— HOW TO COMPLETE THIS TASK —
Across the material below, how many lines hold the word "village"? Only the number should be given.

═════ SOURCE MATERIAL ═════

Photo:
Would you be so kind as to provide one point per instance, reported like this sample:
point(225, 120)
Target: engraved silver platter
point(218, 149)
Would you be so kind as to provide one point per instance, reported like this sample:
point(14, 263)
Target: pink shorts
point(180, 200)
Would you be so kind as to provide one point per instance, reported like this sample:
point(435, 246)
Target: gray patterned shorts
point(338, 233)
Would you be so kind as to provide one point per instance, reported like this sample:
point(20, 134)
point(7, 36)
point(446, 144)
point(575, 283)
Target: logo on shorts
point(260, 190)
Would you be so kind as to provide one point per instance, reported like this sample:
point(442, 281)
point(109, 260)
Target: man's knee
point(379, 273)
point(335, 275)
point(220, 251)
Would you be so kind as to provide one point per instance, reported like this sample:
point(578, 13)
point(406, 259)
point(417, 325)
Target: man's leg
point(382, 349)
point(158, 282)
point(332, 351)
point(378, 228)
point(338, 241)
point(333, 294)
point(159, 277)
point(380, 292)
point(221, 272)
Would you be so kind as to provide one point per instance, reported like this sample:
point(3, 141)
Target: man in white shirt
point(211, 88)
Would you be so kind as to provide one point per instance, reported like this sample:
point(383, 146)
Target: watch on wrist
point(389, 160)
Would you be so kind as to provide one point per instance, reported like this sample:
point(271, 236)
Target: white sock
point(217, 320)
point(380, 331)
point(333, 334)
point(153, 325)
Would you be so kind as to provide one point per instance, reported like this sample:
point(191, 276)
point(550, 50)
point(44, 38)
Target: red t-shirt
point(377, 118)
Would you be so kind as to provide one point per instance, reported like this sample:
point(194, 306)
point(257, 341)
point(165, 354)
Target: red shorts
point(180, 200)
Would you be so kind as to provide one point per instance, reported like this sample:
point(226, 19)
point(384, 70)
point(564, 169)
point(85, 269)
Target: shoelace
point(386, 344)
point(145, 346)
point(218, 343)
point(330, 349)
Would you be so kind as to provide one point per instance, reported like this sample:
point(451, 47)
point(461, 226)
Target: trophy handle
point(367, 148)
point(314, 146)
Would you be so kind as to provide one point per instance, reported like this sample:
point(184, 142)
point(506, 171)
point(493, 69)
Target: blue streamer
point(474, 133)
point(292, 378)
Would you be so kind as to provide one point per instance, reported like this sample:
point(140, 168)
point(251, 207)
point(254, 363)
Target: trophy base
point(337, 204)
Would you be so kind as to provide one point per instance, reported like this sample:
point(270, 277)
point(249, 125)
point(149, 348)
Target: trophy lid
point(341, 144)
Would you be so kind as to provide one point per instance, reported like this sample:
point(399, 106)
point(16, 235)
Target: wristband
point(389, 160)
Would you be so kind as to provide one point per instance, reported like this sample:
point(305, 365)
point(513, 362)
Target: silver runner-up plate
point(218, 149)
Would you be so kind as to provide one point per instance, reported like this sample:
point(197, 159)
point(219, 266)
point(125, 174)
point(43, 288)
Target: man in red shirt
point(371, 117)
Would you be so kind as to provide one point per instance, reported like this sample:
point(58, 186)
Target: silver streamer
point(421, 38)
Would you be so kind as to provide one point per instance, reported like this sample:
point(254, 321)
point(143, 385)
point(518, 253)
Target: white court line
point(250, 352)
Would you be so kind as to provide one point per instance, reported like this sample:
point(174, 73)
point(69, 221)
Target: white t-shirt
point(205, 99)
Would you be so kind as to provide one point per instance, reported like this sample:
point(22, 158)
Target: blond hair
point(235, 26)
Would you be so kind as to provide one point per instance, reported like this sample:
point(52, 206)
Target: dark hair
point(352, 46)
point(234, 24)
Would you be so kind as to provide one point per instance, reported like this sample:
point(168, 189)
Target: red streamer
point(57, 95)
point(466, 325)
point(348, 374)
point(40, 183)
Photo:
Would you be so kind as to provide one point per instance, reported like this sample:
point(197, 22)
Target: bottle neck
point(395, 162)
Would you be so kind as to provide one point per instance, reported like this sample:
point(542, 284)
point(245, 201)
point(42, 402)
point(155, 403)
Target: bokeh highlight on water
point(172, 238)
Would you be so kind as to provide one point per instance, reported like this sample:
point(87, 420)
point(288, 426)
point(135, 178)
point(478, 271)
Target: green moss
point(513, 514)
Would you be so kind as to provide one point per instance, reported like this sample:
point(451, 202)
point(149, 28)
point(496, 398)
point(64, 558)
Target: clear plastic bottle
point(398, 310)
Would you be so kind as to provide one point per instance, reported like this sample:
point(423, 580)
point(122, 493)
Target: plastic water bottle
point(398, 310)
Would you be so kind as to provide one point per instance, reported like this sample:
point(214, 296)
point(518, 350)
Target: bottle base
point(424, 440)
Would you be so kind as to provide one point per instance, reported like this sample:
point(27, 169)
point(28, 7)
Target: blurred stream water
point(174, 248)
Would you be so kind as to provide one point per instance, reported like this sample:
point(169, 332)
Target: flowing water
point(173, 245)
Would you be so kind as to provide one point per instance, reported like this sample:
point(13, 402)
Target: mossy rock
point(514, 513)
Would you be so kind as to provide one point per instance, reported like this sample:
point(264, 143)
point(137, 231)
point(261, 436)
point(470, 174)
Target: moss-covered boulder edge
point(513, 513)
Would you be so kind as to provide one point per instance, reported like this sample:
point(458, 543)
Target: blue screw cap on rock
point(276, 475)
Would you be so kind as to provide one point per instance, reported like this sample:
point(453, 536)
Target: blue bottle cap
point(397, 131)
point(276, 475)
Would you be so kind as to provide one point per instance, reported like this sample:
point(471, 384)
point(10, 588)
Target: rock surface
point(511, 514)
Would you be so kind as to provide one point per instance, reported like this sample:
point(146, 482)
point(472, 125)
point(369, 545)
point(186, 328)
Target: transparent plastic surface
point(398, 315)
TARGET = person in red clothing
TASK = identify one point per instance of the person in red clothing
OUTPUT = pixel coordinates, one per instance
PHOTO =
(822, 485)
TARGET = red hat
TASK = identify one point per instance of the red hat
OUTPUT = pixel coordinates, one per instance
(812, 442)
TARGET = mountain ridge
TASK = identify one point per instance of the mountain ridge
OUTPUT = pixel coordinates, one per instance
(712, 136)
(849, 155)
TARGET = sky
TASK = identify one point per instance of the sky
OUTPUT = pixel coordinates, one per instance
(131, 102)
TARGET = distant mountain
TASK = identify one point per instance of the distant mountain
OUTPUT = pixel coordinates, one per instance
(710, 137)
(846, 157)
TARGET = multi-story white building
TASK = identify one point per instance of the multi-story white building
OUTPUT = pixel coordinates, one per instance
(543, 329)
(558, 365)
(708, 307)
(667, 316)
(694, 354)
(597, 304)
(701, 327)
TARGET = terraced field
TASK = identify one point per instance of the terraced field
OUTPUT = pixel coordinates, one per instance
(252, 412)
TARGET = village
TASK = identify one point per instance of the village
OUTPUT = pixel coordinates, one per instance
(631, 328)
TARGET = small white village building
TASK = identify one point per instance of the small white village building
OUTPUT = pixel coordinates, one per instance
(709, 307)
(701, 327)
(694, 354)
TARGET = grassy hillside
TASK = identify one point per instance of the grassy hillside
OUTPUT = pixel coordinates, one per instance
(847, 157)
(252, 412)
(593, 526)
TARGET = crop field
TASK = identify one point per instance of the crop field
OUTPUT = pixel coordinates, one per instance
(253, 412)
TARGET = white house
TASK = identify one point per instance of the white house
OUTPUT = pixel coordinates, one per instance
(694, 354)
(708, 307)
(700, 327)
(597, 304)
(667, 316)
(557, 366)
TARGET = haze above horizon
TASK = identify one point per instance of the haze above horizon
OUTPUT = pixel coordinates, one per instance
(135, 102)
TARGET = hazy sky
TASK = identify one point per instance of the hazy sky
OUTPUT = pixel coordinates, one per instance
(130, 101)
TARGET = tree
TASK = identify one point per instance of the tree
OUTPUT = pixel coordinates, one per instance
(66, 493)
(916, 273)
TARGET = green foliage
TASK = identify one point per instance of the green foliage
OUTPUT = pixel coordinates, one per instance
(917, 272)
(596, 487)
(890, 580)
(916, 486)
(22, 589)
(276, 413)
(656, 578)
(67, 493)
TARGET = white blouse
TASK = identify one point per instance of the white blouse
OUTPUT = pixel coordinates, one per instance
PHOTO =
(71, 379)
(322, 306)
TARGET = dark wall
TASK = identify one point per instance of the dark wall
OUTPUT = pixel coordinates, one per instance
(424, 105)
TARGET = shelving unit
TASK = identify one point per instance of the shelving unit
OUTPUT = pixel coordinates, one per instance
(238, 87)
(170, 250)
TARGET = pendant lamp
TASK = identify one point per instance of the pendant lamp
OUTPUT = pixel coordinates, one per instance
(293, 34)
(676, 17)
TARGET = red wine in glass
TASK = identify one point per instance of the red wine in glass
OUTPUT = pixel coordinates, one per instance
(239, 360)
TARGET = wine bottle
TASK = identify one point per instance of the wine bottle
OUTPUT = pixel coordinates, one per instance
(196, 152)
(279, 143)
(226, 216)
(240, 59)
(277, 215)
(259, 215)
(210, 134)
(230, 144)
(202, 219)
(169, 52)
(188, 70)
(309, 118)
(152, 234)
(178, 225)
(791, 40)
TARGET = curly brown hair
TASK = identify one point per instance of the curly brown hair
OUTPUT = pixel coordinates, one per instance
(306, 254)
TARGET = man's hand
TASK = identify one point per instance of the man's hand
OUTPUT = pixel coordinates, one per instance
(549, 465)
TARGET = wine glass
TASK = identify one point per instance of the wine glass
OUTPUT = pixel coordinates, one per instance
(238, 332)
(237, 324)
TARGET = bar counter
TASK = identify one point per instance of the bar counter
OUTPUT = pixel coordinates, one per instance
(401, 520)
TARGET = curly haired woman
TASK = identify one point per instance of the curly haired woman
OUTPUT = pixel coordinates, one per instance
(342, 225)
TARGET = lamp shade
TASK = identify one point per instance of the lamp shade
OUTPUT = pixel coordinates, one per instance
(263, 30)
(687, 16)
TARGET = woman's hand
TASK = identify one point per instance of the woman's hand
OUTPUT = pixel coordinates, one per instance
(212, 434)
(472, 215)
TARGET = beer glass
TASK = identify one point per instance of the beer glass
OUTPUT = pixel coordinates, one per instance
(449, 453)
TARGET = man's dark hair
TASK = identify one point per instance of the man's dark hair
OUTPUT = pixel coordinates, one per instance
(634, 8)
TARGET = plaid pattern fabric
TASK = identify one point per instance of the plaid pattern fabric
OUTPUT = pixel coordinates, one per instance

═════

— ANSWER FOR THIS EXERCISE —
4